▶ _Your instructions_: Nothing in the records should differ when you write them out again.
[Data in this exercise Boundary: Start]
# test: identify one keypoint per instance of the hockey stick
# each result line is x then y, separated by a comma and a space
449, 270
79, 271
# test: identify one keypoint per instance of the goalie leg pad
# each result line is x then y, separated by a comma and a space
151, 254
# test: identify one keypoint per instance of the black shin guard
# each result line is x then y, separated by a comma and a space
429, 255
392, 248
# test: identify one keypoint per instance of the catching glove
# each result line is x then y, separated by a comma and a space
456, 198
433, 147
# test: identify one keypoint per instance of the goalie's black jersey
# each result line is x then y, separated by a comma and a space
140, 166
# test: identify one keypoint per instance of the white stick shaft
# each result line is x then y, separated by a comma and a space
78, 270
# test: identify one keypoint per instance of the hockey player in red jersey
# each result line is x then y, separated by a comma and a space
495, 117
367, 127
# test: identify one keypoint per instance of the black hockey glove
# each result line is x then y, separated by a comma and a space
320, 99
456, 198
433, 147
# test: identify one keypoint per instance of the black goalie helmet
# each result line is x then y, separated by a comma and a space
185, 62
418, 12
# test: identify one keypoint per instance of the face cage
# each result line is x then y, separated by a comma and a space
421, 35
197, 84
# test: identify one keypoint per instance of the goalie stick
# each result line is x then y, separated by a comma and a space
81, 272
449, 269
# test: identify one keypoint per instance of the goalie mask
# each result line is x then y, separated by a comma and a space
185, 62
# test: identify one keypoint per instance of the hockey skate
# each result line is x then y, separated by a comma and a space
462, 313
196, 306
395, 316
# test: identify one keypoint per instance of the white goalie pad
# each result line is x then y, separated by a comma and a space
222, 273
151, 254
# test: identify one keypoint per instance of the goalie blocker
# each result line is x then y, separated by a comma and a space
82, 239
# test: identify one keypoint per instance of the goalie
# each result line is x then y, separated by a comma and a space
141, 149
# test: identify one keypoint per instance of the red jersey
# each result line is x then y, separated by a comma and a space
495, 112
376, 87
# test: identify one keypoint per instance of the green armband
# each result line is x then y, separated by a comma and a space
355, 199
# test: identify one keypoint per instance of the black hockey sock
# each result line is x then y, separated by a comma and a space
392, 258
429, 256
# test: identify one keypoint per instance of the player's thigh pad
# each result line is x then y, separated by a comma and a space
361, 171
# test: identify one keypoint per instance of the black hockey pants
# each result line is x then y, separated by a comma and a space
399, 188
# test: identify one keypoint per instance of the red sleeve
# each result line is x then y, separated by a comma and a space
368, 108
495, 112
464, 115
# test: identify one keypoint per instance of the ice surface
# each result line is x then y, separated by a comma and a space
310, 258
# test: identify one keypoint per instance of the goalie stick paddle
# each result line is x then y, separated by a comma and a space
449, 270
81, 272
[Data in this exercise Boundary: End]
▶ _Solved problem_:
# test: identify one keypoint per instance of the hockey stick
# each result line is x then y, separated by a comma and a space
449, 270
79, 271
# test: identify one keypoint per instance of the goalie leg pad
# each result line is x then y, separated by a comma and a space
151, 254
# test: identify one keypoint per instance of the black shin guard
# each result line is x then y, separated by a comma and a space
429, 255
392, 248
# test: identify one keypoint per instance of the catching glove
# each result line is x then y, separated by a comma and a space
456, 198
433, 147
# test: identify one keypoint per instance of the goalie's black jersey
# each result line is x then y, separated by a comma and a space
140, 166
# test: identify one keypoint per instance of the white stick shaft
# each result line is x then y, separated by a comma and a space
78, 270
# test: identify one keypoint per instance of the hockey player in red jersey
# each result line is x then y, separated by a comma and a space
495, 117
367, 127
# test: identify one keypoint per instance of the black hockey glove
# each result line is x then y, separated by a comma and a space
320, 99
456, 198
433, 147
# test: identify one keypoint per instance of the black goalie helmet
# each result line is x then y, separated by a comma and a space
185, 62
418, 12
# test: identify one keypoint per instance of the face cage
# each result line is x then y, separated by a comma and a space
421, 35
197, 84
# test: identify one keypoint per instance of the goalie stick
# each result line is x then y, separated by a comma and a space
81, 272
449, 269
# test: identify one keypoint per instance of the goalie mask
# each result line is x then y, separated by a comma and a space
185, 62
# test: identify one keypoint per instance of the hockey skate
# each result line is x then y, separated by a comma and a space
462, 313
196, 306
395, 316
# test: identify one keypoint per instance of the white goalie pad
# each result line is x then y, separated by a comma and a space
222, 273
151, 254
# test: identify one keypoint per instance of the goalie blocker
# each result line is x then y, separated by a comma and a space
82, 239
# test: identify one keypoint per instance of the goalie
# each result line is x then y, separated by a comma and a space
141, 149
# test: identify one keypoint per instance of the red jersey
# each result line is x then y, separated by a comma and a space
495, 112
376, 87
# test: identify one keypoint per instance of the green armband
# each result line is x then y, separated by a comma and a space
355, 199
# test: identify one keypoint per instance of the black hockey sock
# each result line is x then y, separated by a comma and a space
392, 258
429, 256
# test: identify one keypoint per instance of the player's thigh pad
# each result line is x then y, separated by a comma and a space
361, 171
# test: identify one keypoint per instance of the black hockey pants
# each result line is x then y, separated by a comma and a space
399, 188
# test: identify one keypoint per instance of the red sleeve
# each result line is x then y, separated by a comma and a space
368, 108
495, 112
464, 115
# test: identify one keypoint per instance of the ice surface
# each result line is x then y, separated by a comma and a space
310, 258
# test: identify one keypoint per instance of the goalie stick paddle
# each result line is x then y, separated by a comma and a space
449, 270
81, 272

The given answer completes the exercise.